┌─ Passage
Over the past few years, researchers determined that consuming a moderate quantity of chocolate could be beneficial to the health as it reduces stroke and heart diseases risks.
Now, a recently released study found a new beneficial effect possibly linked to eating chocolate. This was connected with a decrease in the chances of atrial fibrillation or the condition that causes a fast and also irregular heartbeat.
Research results are now available in the journal Heart. For its study, the team analyzed data from over 55,000 participants. These are part of “The Danish Diet, Cancer, and Health Study”, a population-based prospective cohort report. The age of the people involved was in between 50 to 64 years old. They reported their chocolate consumption habits before enrolling in the research.
Eating Chocolate Moderately May Possibly Reduce Atrial Fibrillation Risks
The participants were followed over an average period of 13.5 years. During this time, the study registered 3346 cases of atrial fibrillation. By analyzing their data, the team noted that people who consumed chocolate between once or three times a week presented a 10 percent lower risk of developing a fast and irregular heartbeat.
The research team also looked at the decrease percentage and compared it to the consumption rates. For women, eating chocolate once a week led to the highest reduction, of 21 percent. In men, the lowest associated risk, of 23 percent, came from eating 2 to 6 servings a week.
These rates were all established in comparison with participants that ate chocolate less than once a month. The study also took into account other risks factors such as smoking, obesity, alcohol intake or high blood pressure.
Still, the researchers did not establish a cause and effect relation between the atrial fibrillation risks reduction and eating chocolate. They also have yet to determine the exact mechanism behind this prevention method. As it is, they believe that the flavonoids compound may have a role in it. The research does have some limitations, which some did not fail to point out.
Nonetheless, “the findings are interesting and warrant further consideration, given the importance of identifying effective prevention strategies for atrial fibrillation.”
This is according to DR. Jonathan Piccini and Dr. Sean Pokorney from the Duke University Medical Center.
└─
▶ _Work instruction 1_
Condense the paragraph in the passage that begins "Research results are now available" into a bulleted list that keeps its main facts.
▶ _Work instruction 2_
Quote the passage between "Research results are" and "and irregular heartbeat.", inclusive.
┌─ Data to examine
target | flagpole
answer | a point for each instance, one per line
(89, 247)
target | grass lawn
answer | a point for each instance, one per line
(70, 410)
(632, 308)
└─
▶ _Expected answer 1_
- The results are published in the journal Heart.
- The team analyzed data from over 55,000 participants in "The Danish Diet, Cancer, and Health Study," a population-based prospective cohort report.
- Participants were 50 to 64 years old.
- They reported their chocolate consumption habits before enrolling.

▶ _Expected answer 2_
Research results are now available in the journal Heart. For its study, the team analyzed data from over 55,000 participants. These are part of “The Danish Diet, Cancer, and Health Study”, a population-based prospective cohort report. The age of the people involved was in between 50 to 64 years old. They reported their chocolate consumption habits before enrolling in the research.
Eating Chocolate Moderately May Possibly Reduce Atrial Fibrillation Risks
The participants were followed over an average period of 13.5 years. During this time, the study registered 3346 cases of atrial fibrillation. By analyzing their data, the team noted that people who consumed chocolate between once or three times a week presented a 10 percent lower risk of developing a fast and irregular heartbeat.